(EXTRACTED TEXT begins)

Recently, the U.K. appointed a Minister for Loneliness, a person in charge of navigating the sweeping epidemic of isolated individuals in the modern world. In light of Bell’s “Let’s Talk” Day on January 31, which highlights mental health awareness, this story seems incredibly timely. Loneliness is an experience that I would daresay all of us know. That aching sensation in your chest usually coupled with pessimistic thoughts. The Western world has glorified busyness as an indicator of “success” for so long that it has neglected the parts of the person which long for social connection as a means to feel seen and heard, and to create a sense of belonging and personhood. Instead, we create a schedule focused so much on “doing” that we forget about “being.”

The idea for the government position comes from Jo Cox, an MP who was murdered on June 16, 2016. Before she died, she had set up a cross party commission called the Jo Cox Commission on Loneliness. After her untimely assassination, the commission made a recommendation to the government on ways to fix the problem that Cox had committed her life to, bringing awareness and solutions to the isolated. Thus, the Minister for Loneliness.

(EXTRACTED TEXT ends)

> **ACTIVITY 1**
Summarize the text on the U.K. Minister for Loneliness in two sentences.
> **ACTIVITY 2**
According to the text on the U.K. Minister for Loneliness, what was the name of the cross-party commission that Jo Cox set up?

(PROVIDED RECORDS begins)

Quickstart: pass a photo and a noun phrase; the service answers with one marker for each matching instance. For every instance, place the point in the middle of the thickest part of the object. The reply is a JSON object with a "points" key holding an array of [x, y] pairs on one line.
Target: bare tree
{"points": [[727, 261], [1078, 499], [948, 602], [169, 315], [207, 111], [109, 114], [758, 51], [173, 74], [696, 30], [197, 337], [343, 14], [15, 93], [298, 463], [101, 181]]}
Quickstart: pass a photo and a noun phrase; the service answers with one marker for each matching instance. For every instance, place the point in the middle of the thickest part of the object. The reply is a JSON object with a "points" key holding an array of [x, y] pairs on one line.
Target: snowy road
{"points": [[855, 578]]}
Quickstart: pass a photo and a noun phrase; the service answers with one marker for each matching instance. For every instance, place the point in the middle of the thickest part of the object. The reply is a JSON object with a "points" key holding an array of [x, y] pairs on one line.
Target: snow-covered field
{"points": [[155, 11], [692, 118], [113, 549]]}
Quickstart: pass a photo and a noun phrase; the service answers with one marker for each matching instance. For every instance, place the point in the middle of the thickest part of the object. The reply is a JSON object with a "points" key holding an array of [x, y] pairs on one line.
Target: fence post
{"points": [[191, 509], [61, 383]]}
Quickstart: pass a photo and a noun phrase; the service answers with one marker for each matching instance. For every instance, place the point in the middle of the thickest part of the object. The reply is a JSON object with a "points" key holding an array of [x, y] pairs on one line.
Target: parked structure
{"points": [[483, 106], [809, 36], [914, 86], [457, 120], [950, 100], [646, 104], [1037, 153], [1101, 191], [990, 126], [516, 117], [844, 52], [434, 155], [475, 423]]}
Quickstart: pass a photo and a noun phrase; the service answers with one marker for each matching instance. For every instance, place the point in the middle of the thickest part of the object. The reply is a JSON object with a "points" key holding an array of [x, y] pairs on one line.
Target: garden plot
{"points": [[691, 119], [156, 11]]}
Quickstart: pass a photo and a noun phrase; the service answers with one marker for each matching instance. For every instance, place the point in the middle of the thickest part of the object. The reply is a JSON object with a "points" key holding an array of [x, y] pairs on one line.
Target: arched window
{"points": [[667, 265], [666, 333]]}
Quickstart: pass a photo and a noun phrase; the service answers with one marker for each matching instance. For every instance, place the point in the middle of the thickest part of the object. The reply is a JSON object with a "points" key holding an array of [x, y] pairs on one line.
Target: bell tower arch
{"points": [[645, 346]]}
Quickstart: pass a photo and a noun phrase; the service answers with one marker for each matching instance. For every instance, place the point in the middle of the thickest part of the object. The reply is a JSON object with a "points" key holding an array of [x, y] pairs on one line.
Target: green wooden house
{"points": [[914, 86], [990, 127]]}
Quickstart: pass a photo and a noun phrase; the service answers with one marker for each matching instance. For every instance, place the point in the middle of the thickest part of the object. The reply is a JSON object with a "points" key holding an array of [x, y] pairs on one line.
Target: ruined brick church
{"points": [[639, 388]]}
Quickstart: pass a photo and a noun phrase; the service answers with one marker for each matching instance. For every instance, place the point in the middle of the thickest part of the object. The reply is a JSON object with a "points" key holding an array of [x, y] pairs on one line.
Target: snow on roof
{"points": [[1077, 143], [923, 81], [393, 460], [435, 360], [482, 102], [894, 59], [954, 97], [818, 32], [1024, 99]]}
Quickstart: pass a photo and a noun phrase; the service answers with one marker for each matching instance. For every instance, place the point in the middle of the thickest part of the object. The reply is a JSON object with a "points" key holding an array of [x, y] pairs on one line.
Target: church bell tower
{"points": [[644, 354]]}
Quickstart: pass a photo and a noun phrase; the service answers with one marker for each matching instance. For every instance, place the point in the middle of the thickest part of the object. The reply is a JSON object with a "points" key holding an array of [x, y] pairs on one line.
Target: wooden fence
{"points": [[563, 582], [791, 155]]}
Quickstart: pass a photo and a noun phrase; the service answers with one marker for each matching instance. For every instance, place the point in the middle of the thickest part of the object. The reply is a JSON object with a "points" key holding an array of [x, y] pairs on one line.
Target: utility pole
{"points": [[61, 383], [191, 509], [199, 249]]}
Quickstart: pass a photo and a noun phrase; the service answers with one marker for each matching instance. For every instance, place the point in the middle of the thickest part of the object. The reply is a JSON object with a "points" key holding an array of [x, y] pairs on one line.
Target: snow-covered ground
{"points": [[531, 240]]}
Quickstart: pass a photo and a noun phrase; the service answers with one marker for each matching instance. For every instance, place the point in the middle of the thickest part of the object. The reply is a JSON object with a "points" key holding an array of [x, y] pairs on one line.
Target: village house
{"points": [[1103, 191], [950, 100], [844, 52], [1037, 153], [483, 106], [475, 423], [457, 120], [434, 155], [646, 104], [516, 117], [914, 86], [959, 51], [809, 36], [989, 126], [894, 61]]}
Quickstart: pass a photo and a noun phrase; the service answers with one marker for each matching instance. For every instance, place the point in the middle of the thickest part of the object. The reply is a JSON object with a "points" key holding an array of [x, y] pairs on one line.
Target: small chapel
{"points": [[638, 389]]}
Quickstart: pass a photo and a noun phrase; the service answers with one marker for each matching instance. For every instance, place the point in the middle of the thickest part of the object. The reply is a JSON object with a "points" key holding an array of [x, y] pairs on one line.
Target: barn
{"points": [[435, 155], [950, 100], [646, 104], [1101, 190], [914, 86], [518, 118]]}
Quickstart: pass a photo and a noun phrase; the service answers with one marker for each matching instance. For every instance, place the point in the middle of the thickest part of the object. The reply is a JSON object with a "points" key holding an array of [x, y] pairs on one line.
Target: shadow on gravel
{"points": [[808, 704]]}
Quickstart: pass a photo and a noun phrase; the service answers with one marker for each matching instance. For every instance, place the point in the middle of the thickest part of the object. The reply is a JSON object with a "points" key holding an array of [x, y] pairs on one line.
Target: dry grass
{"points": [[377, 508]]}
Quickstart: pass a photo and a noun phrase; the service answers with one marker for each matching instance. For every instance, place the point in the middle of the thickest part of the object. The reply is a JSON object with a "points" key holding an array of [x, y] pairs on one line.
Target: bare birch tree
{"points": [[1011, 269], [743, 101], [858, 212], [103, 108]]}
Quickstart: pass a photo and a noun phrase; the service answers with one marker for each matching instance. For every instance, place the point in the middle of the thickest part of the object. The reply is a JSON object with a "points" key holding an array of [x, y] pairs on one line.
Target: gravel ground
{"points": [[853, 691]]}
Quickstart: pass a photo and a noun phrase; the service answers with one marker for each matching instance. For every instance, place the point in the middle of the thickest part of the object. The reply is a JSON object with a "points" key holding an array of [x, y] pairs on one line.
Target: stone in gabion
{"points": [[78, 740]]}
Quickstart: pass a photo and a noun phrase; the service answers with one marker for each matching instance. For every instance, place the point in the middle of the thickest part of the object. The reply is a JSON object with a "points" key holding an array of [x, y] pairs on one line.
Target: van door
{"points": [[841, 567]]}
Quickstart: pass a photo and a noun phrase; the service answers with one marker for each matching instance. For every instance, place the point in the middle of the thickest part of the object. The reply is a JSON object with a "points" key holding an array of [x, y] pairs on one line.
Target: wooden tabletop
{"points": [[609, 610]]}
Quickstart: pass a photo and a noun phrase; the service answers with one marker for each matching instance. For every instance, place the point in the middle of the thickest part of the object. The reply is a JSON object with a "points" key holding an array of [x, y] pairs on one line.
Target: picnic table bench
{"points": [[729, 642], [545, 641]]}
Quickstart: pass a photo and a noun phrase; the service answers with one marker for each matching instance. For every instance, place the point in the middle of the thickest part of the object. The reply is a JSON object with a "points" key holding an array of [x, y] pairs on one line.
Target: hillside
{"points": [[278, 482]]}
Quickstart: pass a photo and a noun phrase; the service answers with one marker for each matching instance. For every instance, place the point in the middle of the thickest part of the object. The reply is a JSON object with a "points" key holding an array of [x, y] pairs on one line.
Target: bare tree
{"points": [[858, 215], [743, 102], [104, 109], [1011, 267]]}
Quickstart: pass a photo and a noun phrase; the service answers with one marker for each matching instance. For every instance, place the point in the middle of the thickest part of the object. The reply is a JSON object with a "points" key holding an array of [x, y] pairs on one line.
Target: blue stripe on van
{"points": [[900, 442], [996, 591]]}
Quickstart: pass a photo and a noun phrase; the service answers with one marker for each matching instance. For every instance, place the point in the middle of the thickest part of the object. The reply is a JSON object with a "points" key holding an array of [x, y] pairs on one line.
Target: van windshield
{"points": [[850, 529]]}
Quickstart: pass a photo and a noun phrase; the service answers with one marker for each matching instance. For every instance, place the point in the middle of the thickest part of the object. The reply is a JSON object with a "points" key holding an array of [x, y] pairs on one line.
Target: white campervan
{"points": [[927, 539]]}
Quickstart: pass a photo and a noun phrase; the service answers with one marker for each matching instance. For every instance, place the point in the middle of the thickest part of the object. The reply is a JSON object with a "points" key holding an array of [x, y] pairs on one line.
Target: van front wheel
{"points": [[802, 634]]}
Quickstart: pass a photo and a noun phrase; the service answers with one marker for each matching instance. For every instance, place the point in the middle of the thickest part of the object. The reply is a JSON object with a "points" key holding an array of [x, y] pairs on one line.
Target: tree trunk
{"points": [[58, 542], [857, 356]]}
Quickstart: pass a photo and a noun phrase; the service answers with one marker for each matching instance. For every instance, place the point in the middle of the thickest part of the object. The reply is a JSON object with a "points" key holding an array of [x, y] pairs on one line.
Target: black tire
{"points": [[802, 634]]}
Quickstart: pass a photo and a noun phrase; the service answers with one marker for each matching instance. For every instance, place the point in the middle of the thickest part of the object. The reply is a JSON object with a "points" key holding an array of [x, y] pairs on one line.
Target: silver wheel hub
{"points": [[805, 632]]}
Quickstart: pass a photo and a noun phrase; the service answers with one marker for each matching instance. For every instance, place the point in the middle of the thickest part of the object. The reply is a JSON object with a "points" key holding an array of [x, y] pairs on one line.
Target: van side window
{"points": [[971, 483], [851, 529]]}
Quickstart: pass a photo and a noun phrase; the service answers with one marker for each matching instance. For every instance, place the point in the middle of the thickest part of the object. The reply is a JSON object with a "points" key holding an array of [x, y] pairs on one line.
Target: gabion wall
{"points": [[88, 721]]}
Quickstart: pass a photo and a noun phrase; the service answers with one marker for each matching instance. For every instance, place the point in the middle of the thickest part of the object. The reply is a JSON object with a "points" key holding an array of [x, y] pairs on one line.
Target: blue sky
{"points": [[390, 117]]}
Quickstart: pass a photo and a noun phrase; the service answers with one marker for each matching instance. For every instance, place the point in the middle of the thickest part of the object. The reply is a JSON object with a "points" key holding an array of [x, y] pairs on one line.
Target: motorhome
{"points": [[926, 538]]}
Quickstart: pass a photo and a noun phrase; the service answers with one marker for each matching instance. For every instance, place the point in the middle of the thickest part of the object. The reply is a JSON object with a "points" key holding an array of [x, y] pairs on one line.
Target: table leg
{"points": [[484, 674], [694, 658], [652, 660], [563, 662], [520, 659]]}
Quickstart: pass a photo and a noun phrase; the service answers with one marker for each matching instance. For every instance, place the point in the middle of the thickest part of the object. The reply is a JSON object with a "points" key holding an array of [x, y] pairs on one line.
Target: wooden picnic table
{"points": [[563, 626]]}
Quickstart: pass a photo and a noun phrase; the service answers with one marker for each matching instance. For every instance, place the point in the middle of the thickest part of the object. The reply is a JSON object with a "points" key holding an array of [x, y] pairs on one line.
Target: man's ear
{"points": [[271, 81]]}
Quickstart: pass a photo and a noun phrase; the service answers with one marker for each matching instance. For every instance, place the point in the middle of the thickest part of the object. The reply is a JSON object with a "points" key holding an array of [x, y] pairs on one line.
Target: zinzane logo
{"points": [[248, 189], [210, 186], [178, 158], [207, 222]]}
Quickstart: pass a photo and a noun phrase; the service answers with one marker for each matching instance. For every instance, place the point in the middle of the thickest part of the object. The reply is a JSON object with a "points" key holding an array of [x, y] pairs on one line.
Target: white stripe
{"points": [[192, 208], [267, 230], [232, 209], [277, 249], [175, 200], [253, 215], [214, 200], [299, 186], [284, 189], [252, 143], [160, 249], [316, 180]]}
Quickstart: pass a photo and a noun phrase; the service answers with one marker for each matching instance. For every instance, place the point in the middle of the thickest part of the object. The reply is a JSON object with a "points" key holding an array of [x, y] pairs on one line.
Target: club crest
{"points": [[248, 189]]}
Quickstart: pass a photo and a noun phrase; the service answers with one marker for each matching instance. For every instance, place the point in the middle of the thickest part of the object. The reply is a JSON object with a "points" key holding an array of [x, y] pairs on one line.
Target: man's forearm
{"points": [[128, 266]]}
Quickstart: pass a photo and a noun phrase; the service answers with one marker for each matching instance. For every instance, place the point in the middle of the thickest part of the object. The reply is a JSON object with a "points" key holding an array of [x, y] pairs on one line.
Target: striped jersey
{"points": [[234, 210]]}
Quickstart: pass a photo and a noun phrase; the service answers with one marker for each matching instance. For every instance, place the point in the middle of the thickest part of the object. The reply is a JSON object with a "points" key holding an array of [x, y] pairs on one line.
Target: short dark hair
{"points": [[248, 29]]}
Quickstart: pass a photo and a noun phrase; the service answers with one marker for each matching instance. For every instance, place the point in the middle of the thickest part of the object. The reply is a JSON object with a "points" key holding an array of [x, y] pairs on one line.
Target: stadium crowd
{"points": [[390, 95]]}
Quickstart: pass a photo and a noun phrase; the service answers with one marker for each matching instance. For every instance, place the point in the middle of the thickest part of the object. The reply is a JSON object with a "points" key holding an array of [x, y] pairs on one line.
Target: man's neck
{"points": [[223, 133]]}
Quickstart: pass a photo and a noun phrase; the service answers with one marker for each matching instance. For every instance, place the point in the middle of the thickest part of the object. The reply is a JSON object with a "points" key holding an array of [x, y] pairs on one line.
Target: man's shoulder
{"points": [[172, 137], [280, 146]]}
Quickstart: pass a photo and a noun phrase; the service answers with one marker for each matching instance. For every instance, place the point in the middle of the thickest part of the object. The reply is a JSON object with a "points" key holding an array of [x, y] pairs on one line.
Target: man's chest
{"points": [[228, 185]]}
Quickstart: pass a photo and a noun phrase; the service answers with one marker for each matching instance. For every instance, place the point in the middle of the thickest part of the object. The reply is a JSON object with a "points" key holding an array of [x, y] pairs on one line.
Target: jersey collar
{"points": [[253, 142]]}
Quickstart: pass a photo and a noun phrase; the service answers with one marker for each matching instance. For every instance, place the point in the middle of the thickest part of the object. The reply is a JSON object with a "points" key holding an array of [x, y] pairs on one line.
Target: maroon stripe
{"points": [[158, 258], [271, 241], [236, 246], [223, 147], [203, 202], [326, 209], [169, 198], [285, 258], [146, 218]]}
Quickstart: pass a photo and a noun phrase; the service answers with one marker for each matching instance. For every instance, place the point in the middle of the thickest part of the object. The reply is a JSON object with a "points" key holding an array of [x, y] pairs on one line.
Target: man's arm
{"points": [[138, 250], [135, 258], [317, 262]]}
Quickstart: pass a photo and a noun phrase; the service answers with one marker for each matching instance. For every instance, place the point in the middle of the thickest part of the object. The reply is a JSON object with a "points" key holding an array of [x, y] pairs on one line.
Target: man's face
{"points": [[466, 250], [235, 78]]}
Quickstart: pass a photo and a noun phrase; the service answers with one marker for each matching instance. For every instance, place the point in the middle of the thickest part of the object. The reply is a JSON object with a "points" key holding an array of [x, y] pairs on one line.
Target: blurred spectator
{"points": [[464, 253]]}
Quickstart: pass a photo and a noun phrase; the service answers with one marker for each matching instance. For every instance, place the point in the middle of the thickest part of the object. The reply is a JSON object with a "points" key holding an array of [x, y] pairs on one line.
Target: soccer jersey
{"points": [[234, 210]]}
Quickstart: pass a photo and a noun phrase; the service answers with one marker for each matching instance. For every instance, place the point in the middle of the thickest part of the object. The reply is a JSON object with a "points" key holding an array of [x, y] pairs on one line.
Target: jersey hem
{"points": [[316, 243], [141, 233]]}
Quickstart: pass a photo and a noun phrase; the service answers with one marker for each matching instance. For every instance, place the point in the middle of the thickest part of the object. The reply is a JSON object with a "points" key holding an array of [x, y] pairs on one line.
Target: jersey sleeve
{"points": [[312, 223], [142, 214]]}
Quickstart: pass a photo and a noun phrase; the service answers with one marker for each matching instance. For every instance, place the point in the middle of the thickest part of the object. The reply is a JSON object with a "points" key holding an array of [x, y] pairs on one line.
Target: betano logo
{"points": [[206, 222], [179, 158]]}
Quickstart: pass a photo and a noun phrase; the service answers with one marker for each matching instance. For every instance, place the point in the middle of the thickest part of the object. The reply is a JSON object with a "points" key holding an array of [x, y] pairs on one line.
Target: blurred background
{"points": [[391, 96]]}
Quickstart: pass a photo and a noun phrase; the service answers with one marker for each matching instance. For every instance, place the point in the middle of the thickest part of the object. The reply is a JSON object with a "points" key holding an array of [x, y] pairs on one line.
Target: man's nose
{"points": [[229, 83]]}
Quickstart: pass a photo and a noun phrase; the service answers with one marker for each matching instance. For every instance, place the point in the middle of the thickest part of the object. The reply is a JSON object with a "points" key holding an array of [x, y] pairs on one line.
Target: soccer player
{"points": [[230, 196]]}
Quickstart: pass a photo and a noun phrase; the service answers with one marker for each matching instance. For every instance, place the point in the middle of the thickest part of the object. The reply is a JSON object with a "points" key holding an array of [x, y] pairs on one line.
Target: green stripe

(PROVIDED RECORDS ends)

> **OUTPUT 1**
The U.K. has appointed a Minister for Loneliness to address a widespread epidemic of isolation, which the text calls timely given Bell's "Let's Talk" Day, and it argues that Western culture's glorification of busyness neglects people's need for social connection. The position originated with MP Jo Cox, whose cross-party commission on loneliness made a recommendation to the government after she was murdered in 2016.

> **OUTPUT 2**
The Jo Cox Commission on Loneliness.